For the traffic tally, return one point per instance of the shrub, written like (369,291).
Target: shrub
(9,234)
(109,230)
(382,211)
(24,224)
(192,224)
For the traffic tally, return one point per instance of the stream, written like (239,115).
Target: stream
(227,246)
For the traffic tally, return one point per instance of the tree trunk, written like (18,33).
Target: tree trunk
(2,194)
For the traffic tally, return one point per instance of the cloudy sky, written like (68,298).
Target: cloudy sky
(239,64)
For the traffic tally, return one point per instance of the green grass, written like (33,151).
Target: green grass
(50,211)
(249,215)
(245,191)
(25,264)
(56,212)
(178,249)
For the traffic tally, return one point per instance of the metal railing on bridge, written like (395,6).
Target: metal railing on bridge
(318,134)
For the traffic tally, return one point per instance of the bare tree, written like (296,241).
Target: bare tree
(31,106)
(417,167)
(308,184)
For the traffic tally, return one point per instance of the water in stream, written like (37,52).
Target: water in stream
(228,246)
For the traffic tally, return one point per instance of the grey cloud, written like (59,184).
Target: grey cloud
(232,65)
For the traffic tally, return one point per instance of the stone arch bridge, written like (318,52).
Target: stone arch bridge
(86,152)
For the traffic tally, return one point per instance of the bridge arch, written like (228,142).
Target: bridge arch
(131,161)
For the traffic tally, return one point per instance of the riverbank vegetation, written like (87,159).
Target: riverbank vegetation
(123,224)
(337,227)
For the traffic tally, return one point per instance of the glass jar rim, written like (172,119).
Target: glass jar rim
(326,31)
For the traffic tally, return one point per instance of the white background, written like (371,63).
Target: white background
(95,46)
__________
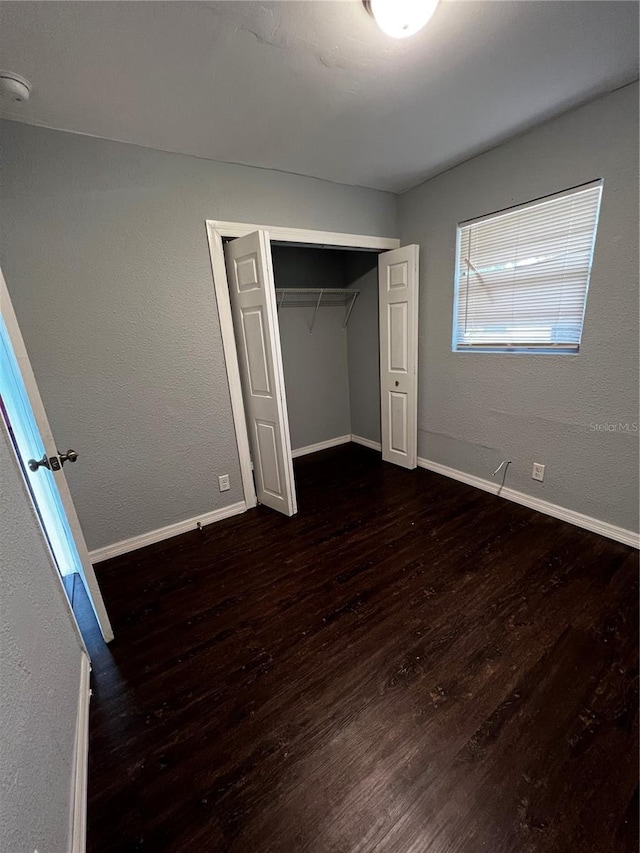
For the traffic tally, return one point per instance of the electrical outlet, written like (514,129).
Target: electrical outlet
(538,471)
__________
[Description of the task] Count how many lines in the two blocks above contain the word "riverbank" and give only the number.

[The reply] 2